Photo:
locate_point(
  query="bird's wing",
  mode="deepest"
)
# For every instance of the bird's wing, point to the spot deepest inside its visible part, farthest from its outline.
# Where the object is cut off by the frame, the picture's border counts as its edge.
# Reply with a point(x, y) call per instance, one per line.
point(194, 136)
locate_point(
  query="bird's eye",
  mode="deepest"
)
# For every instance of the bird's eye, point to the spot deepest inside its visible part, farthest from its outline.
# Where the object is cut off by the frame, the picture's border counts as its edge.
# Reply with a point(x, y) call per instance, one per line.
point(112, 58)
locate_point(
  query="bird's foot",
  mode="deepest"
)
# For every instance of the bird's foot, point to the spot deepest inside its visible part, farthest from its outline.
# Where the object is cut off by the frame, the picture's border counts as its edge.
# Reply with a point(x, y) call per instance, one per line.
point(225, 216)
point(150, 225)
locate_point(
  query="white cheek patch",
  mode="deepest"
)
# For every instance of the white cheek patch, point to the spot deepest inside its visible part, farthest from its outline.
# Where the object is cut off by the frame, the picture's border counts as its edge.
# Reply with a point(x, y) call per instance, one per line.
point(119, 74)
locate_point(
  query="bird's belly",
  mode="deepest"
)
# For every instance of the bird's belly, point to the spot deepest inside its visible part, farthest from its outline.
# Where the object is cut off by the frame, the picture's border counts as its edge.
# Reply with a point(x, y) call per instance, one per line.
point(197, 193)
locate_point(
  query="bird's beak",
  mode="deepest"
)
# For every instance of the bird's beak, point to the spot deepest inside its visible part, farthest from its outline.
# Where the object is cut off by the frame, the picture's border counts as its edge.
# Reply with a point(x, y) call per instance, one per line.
◇ ◇ ◇
Rewrite the material above, replacing every "deepest" with "innermost" and leaving everything else unchanged.

Answer:
Photo:
locate_point(
  query="bird's wing",
  mode="innermost"
)
# For every instance of the bird's wing, point to the spot innermost inside its visible part, farthest from its outline.
# Where the object is cut off by the frame, the picture's border counts as its edge.
# Reply with a point(x, y) call per instance, one per line.
point(194, 136)
locate_point(
  query="bird's eye",
  mode="innermost"
)
# For every instance of the bird's eye, point to the spot innermost inside its visible part, farthest from its outline.
# Where the object is cut off by the frame, the picture's border counts as its edge.
# Reply with a point(x, y) call per instance, one per line.
point(112, 58)
locate_point(
  query="bird's foot",
  mode="innermost"
)
# For every instance of the bird's foot, point to the spot innermost inside its visible part, farthest from its outline.
# Where the object is cut off by the frame, the picture's border counts as its edge.
# Reply with a point(x, y) call per instance, one per line.
point(225, 216)
point(150, 225)
locate_point(
  query="white cheek patch",
  mode="innermost"
)
# For every instance of the white cheek patch, point to the spot innermost inside its visible part, farthest from its outline.
# Where the object is cut off by the frame, the picture's border counts as its edge.
# Reply with a point(x, y) call per instance, one per line.
point(119, 74)
locate_point(
  query="bird's belly",
  mode="innermost"
)
# For every instance of the bird's belly, point to the spot innermost inside its visible part, farthest from its outline.
# Where the object is cut off by the frame, the picture's border counts as its edge.
# Reply with a point(x, y) call per instance, one per line.
point(197, 193)
locate_point(
  query="bird's beak",
  mode="innermost"
)
# For every instance of the bird's beak, point to the spot innermost inside its visible part, farthest from its outline.
# Where the object is cut off by the frame, the picture's border counts as its edge.
# Reply with a point(x, y) call per instance, one per line.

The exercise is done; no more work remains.